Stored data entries
■ ■ ■
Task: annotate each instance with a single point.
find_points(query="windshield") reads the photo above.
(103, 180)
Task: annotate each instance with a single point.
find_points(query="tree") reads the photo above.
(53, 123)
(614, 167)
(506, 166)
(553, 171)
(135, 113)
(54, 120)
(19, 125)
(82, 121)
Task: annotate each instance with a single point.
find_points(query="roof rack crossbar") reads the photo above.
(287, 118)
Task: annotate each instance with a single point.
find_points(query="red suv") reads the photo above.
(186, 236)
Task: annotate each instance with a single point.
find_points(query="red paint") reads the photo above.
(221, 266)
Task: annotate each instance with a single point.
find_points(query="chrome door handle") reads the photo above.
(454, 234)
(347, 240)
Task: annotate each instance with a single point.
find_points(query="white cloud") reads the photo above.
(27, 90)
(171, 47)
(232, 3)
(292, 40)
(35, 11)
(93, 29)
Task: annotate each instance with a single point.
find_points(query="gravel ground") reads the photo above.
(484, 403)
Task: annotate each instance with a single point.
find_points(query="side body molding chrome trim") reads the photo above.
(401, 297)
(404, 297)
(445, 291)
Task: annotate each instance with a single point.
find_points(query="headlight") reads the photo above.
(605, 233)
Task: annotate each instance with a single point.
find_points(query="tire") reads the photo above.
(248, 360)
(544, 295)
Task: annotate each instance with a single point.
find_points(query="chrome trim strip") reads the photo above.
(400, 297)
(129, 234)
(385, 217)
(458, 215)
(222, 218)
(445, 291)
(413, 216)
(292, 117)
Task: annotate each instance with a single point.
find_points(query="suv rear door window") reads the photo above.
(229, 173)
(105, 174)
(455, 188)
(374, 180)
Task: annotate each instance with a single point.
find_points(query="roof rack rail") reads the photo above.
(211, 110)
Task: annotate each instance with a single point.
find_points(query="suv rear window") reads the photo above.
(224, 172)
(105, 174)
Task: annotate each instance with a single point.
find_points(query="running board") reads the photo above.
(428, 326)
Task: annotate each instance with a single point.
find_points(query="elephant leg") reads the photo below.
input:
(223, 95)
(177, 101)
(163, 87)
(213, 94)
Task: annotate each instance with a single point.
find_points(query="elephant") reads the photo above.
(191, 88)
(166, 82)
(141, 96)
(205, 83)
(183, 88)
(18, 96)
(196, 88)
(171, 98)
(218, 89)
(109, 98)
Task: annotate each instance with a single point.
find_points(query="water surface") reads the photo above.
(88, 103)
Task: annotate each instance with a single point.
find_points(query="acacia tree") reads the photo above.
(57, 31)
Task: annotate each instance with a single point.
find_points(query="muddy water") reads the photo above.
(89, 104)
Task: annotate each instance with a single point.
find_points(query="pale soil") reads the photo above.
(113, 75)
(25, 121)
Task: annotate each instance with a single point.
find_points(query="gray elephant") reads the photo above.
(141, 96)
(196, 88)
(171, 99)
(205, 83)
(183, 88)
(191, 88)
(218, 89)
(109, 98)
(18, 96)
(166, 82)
■ ■ ■
### What needs to be done
The answer should be all the entries, restated with no word changed.

### Task solution
Task: annotate each instance with a single point.
find_points(query="windshield") reads the photo above.
(103, 180)
Task: annotate each instance with a single point.
find_points(query="tree") reads the photo above.
(53, 123)
(614, 167)
(506, 166)
(553, 171)
(135, 113)
(54, 120)
(19, 125)
(82, 121)
Task: annotate each instance with a single point.
find_points(query="roof rack crossbar") reads the photo above.
(287, 118)
Task: annotate each instance with a single point.
find_points(query="red suv") reads the photo above.
(186, 236)
Task: annotate each instance with a single point.
find_points(query="red paint") reads the photo above.
(221, 266)
Task: annotate each instance with a single point.
find_points(query="chrome door handle") reads the photo above.
(454, 234)
(347, 240)
Task: annotate each instance with a single point.
find_points(query="white cloud") reads the photo above.
(27, 90)
(171, 47)
(232, 3)
(292, 40)
(35, 11)
(93, 29)
Task: annotate each instance with a single point.
find_points(query="gravel ground") reads the photo above.
(484, 403)
Task: annotate each instance with a single point.
find_points(query="side body molding chrome trim") reads the photo above.
(401, 297)
(404, 297)
(445, 291)
Task: annotate each instance with a single point.
find_points(query="headlight") reads the photo above.
(605, 233)
Task: annotate each instance with a single point.
find_points(query="tire") reads the photo above.
(248, 360)
(544, 295)
Task: annotate each instance with a single point.
find_points(query="chrome trim strip") reads the photo above.
(400, 297)
(129, 234)
(385, 217)
(458, 215)
(222, 218)
(445, 291)
(413, 216)
(292, 117)
Task: annotate each instance with a single point.
find_points(query="suv rear door window") reads the photo above.
(229, 173)
(105, 174)
(455, 188)
(374, 180)
Task: annotate each instance with a single point.
find_points(query="roof rack rail") reads the photo above.
(211, 110)
Task: annotate each instance with a single point.
find_points(query="suv rear window") reads the photo above.
(224, 172)
(105, 174)
Task: annotate each instance with a single point.
find_points(query="running board") reads the photo above.
(428, 326)
Task: annotate each instance with a single point.
find_points(query="elephant leg") reads the photo below.
input:
(223, 95)
(177, 101)
(163, 87)
(213, 94)
Task: annotate each instance with a single point.
find_points(query="elephant") reads the photo above.
(191, 88)
(166, 82)
(141, 96)
(205, 83)
(183, 88)
(18, 96)
(196, 88)
(171, 98)
(218, 89)
(109, 98)
Task: annotate each instance with a single point.
find_points(query="water surface") reads the photo above.
(88, 103)
Task: annotate each instance with a single point.
find_points(query="acacia tree") reads the photo above.
(57, 31)
Task: annotate each instance with a single point.
find_points(query="muddy water") reads the photo above.
(89, 104)
Task: annotate each instance with a single point.
find_points(query="pale soil") reads the photo above.
(113, 75)
(25, 121)
Task: annotate each instance with a single point.
find_points(query="gray elephant") reads the photo above.
(141, 96)
(196, 88)
(171, 99)
(205, 83)
(183, 88)
(191, 88)
(218, 89)
(109, 98)
(18, 96)
(166, 82)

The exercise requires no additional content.